▸ **所附文字**
+ + + +
在此部分的文字處理中，除了抓出含所有YouTuber之資料，也抓出只含單一YouTuber之資料供後續詞頻分析。

#抓取有youtuber名字之資料
isname=token %>%
  filter(word %in% ytr_lexicon)

#抓取沒有youtuber名字之資料 並去除英文
other=token %>%
  filter(!word %in% ytr_lexicon) %>% 
  filter(!str_detect(word, regex("[a-zA-z]")) )

alisasa=token %>%
  filter(word %in% c("愛莉莎莎","alisasa"))

aga=token %>%
  filter(word %in% c("蔡阿嘎"))
  
guan=token %>%
  filter(word %in% c("成吉思汗","陳之漢","飆捍","館長"))
  
huang=token %>%
  filter(word %in% c("黃氏兄弟","瑋瑋","哲哲"))
  
pigeon=token %>%
  filter(word %in% c("蒼藍鴿"))

list_all=left_join(isname, other, by = "artUrl")
list_alisasa=left_join(alisasa, other, by = "artUrl")
list_aga=left_join(aga, other, by = "artUrl")
list_guan=left_join(guan, other, by = "artUrl")
list_huang=left_join(huang, other, by = "artUrl")
list_pigeon=left_join(pigeon, other, by = "artUrl")

合併兩個dataframe，整合YouTuber可能的別名，以利進行後續相關性分析

#合併以上兩dataframe 並將youtuber的別名 改為一個主要的名稱 以便後續分析
ytr_final <- rbind(isname,other) %>%   
  mutate(word=gsub("alisasa", "愛莉莎莎", word)) %>% 
  mutate(word=gsub("成吉思汗|陳之漢|飆捍", "館長", word))

以上為資料前處理，接下來將針對詞頻、情緒、相關性等進行分析、資料視覺化、結果解釋等。

Part 2: 詞頻分析

#comment <- list_all %>% 
  #group_by(word.y) %>% 
  #summarise(sum = sum(n.y), .groups = 'drop') %>% 
  #arrange(desc(sum))

result_all <- list_all %>% 
  group_by(artDate.y,word.x) %>% 
  summarise(sum = sum(n.y), .groups = 'drop') %>% 
  arrange(desc(sum))
+ + + +
▸ **條目**
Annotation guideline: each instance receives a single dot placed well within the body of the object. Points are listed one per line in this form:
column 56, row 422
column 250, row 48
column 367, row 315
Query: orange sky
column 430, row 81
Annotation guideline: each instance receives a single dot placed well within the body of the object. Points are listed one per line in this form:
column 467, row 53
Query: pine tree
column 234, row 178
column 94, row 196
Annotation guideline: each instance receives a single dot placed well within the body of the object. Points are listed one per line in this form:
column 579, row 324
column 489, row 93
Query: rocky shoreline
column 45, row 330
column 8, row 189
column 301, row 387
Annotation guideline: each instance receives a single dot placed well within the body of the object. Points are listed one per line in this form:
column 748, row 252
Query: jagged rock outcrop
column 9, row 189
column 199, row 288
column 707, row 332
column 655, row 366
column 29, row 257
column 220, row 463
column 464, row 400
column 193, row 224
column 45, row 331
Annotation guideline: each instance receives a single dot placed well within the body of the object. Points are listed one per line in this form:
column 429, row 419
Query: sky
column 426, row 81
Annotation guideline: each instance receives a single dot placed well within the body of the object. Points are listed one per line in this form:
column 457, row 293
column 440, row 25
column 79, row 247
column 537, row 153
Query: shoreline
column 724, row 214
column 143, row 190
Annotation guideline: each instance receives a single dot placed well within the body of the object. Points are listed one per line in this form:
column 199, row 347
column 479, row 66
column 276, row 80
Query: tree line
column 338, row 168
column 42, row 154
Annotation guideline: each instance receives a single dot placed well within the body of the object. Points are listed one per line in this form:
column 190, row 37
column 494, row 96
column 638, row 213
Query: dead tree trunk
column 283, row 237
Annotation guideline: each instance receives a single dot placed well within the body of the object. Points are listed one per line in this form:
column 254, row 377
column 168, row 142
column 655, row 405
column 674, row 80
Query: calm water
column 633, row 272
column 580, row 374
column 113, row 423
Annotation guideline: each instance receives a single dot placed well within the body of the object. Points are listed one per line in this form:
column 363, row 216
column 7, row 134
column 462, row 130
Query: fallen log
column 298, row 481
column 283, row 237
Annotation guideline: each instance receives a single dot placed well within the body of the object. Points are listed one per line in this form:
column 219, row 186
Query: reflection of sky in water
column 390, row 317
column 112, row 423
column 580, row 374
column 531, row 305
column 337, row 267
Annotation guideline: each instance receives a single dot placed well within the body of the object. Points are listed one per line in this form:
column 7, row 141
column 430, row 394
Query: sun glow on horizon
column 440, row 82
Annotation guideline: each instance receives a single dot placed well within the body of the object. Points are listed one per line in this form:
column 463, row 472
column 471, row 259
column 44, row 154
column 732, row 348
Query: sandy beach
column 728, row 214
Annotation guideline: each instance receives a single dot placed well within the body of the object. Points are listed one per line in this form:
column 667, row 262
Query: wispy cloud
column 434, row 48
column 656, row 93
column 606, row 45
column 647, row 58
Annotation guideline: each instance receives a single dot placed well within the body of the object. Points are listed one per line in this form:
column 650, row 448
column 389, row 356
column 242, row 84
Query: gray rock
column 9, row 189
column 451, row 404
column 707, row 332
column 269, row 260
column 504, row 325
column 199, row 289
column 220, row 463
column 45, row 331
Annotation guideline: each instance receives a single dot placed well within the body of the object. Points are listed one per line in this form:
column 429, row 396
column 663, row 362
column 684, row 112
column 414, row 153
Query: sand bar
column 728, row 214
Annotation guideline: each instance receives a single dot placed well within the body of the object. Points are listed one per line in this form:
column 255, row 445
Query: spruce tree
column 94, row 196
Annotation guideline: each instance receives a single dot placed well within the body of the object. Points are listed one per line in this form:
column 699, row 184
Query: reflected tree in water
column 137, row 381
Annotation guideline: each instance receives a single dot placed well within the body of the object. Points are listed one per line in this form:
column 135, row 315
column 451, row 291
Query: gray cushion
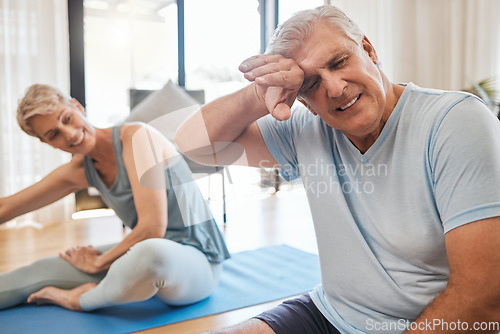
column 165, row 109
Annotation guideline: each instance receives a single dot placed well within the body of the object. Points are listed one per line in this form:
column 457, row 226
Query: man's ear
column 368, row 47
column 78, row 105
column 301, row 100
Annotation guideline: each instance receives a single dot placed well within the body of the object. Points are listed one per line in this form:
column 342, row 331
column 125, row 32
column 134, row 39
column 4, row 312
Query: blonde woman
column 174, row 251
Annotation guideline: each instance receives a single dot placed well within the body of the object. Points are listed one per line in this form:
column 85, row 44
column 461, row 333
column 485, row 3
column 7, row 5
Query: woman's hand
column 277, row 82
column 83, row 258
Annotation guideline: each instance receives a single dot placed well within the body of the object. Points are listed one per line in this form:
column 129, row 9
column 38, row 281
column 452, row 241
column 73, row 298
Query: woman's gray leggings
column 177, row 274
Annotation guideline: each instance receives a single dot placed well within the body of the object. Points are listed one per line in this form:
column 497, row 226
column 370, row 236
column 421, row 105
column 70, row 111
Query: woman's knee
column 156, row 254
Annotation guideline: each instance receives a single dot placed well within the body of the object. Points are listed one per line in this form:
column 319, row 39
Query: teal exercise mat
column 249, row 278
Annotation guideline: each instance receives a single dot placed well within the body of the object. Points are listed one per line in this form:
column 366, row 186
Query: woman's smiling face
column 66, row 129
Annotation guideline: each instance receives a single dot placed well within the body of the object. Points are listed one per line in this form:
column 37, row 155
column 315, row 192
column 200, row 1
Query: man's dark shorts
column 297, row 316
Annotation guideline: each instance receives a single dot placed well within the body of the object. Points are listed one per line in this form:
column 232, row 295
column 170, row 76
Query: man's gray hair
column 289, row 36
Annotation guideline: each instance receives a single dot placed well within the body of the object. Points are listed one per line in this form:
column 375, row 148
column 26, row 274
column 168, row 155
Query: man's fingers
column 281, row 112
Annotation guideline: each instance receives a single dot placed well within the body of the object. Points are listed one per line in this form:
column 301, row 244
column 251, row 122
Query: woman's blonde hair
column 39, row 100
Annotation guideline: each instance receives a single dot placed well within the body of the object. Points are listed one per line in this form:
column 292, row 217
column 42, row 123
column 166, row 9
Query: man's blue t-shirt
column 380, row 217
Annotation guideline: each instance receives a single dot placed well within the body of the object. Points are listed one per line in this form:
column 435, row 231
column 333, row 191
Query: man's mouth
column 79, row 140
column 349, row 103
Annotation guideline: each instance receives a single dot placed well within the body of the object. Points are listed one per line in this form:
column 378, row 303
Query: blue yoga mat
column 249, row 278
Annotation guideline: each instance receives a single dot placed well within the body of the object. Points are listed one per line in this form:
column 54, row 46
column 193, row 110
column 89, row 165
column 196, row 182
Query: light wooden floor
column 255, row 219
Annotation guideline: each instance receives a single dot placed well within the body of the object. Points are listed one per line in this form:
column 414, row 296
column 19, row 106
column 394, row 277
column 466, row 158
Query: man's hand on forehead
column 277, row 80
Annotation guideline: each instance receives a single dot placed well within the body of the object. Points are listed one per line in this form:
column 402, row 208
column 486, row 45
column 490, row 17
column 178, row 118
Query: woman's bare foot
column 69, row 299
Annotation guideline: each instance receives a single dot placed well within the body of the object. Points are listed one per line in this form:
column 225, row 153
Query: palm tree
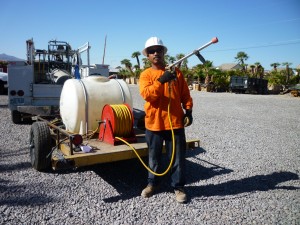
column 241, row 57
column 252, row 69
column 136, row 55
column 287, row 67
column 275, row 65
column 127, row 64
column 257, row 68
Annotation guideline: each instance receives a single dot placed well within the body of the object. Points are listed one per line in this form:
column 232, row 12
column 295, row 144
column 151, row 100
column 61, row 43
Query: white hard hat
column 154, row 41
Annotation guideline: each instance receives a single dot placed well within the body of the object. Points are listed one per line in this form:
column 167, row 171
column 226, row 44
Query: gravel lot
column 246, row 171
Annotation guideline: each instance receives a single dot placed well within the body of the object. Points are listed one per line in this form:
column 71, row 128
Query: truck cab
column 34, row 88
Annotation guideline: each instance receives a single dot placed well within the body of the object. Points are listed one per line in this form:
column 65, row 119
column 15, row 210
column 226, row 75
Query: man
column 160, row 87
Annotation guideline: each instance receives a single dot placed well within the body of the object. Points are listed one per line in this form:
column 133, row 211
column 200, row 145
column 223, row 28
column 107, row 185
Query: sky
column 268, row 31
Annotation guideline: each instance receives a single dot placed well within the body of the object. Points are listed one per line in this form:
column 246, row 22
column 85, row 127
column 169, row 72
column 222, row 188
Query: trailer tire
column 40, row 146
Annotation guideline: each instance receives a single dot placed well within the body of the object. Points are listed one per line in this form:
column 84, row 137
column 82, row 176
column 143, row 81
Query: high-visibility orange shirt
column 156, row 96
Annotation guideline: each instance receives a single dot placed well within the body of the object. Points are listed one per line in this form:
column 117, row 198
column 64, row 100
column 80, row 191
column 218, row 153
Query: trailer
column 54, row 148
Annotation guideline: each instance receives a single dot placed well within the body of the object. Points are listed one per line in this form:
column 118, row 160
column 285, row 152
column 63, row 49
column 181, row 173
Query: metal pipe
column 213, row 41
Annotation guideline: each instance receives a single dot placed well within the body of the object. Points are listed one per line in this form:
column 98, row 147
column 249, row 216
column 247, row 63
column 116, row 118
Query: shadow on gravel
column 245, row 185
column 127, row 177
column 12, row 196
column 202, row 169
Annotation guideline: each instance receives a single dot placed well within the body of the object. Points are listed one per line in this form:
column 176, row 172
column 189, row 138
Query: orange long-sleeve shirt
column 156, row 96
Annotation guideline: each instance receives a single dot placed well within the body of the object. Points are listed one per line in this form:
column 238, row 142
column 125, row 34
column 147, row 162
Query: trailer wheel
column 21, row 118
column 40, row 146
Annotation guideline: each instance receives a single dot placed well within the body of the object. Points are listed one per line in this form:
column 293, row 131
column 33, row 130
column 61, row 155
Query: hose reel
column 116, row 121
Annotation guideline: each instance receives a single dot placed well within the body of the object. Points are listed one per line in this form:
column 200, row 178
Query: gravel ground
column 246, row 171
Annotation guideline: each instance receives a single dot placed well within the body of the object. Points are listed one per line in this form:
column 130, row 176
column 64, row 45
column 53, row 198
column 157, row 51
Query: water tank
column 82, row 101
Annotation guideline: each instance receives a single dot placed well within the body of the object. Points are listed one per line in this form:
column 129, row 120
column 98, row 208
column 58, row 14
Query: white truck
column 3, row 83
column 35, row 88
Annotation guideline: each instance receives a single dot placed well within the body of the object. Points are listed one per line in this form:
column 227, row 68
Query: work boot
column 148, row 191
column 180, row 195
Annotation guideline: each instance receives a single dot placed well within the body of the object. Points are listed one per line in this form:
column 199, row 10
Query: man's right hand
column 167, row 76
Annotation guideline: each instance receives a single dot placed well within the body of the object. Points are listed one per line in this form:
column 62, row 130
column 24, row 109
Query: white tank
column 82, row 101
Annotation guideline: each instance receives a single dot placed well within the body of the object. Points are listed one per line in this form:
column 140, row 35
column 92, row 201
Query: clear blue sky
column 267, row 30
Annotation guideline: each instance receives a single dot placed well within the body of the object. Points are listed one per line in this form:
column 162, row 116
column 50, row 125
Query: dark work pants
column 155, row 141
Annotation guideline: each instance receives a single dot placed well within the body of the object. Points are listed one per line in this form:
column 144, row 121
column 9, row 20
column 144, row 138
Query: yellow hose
+ + + +
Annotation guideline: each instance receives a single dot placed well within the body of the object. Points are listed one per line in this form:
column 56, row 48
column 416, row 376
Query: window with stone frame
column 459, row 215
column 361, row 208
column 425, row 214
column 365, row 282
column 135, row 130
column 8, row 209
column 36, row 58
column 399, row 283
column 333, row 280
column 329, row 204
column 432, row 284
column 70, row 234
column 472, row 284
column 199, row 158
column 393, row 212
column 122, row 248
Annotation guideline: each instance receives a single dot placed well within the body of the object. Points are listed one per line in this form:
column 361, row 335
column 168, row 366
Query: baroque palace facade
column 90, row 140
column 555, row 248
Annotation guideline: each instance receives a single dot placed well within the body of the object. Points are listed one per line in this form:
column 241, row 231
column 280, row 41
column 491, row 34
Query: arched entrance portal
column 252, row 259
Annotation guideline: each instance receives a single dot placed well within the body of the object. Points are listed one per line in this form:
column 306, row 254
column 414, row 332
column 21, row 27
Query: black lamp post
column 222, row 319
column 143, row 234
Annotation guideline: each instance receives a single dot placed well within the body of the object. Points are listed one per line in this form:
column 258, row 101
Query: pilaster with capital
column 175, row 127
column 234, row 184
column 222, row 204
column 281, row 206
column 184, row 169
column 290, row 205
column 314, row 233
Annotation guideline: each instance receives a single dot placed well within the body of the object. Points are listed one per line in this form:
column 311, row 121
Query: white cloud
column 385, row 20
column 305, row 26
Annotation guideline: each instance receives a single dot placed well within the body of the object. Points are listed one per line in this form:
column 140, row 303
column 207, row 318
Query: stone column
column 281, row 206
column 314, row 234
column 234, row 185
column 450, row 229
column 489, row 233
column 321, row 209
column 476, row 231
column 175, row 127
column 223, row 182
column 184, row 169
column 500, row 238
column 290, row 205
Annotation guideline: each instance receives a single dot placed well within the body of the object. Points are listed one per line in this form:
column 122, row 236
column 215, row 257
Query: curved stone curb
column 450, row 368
+ + + +
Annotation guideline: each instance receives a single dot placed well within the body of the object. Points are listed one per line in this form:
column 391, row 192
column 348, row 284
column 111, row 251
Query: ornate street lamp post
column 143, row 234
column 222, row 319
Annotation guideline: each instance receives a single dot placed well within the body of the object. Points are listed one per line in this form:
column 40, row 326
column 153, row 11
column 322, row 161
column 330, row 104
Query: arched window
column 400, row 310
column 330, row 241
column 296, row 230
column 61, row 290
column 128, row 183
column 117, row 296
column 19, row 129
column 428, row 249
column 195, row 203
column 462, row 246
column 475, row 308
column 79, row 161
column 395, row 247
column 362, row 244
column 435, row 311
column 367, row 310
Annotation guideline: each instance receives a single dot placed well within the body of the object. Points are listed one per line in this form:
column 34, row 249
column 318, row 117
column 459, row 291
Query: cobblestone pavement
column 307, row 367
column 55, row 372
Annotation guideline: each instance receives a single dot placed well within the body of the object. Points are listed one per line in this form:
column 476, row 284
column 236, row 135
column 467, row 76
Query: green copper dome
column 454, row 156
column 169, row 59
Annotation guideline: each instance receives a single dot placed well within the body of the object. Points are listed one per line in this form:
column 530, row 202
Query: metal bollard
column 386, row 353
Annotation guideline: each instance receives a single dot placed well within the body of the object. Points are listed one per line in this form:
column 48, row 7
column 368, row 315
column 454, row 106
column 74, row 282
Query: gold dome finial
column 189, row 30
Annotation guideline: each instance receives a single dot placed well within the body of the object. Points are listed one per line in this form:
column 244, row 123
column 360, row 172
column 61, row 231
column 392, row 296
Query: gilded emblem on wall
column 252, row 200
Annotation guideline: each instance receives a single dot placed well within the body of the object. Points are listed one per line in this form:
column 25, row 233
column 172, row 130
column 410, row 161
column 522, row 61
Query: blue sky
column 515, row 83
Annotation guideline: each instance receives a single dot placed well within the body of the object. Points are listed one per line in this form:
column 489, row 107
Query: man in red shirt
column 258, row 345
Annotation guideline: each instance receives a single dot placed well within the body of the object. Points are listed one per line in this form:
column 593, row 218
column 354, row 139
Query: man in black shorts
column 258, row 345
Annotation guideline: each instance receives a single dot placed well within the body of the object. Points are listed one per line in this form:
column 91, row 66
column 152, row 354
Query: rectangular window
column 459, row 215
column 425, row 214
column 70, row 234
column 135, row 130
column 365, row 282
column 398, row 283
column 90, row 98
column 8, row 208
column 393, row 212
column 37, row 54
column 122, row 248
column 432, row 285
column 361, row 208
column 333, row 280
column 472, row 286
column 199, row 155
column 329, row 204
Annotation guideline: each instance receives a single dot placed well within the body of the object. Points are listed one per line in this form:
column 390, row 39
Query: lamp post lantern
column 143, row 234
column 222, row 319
+ + + +
▸ **必做任務**
a - 請輸出上面這篇關於YouTuber資料前處理與詞頻分析的文字全文，一字不改。
b - 統計條目中有多少行含有字串「work」，只給出數字。

▸ **任務解答**
a -
在此部分的文字處理中，除了抓出含所有YouTuber之資料，也抓出只含單一YouTuber之資料供後續詞頻分析。

#抓取有youtuber名字之資料
isname=token %>%
  filter(word %in% ytr_lexicon)

#抓取沒有youtuber名字之資料 並去除英文
other=token %>%
  filter(!word %in% ytr_lexicon) %>% 
  filter(!str_detect(word, regex("[a-zA-z]")) )

alisasa=token %>%
  filter(word %in% c("愛莉莎莎","alisasa"))

aga=token %>%
  filter(word %in% c("蔡阿嘎"))
  
guan=token %>%
  filter(word %in% c("成吉思汗","陳之漢","飆捍","館長"))
  
huang=token %>%
  filter(word %in% c("黃氏兄弟","瑋瑋","哲哲"))
  
pigeon=token %>%
  filter(word %in% c("蒼藍鴿"))

list_all=left_join(isname, other, by = "artUrl")
list_alisasa=left_join(alisasa, other, by = "artUrl")
list_aga=left_join(aga, other, by = "artUrl")
list_guan=left_join(guan, other, by = "artUrl")
list_huang=left_join(huang, other, by = "artUrl")
list_pigeon=left_join(pigeon, other, by = "artUrl")

合併兩個dataframe，整合YouTuber可能的別名，以利進行後續相關性分析

#合併以上兩dataframe 並將youtuber的別名 改為一個主要的名稱 以便後續分析
ytr_final <- rbind(isname,other) %>%   
  mutate(word=gsub("alisasa", "愛莉莎莎", word)) %>% 
  mutate(word=gsub("成吉思汗|陳之漢|飆捍", "館長", word))

以上為資料前處理，接下來將針對詞頻、情緒、相關性等進行分析、資料視覺化、結果解釋等。

Part 2: 詞頻分析

#comment <- list_all %>% 
  #group_by(word.y) %>% 
  #summarise(sum = sum(n.y), .groups = 'drop') %>% 
  #arrange(desc(sum))

result_all <- list_all %>% 
  group_by(artDate.y,word.x) %>% 
  summarise(sum = sum(n.y), .groups = 'drop') %>% 
  arrange(desc(sum))

b - 2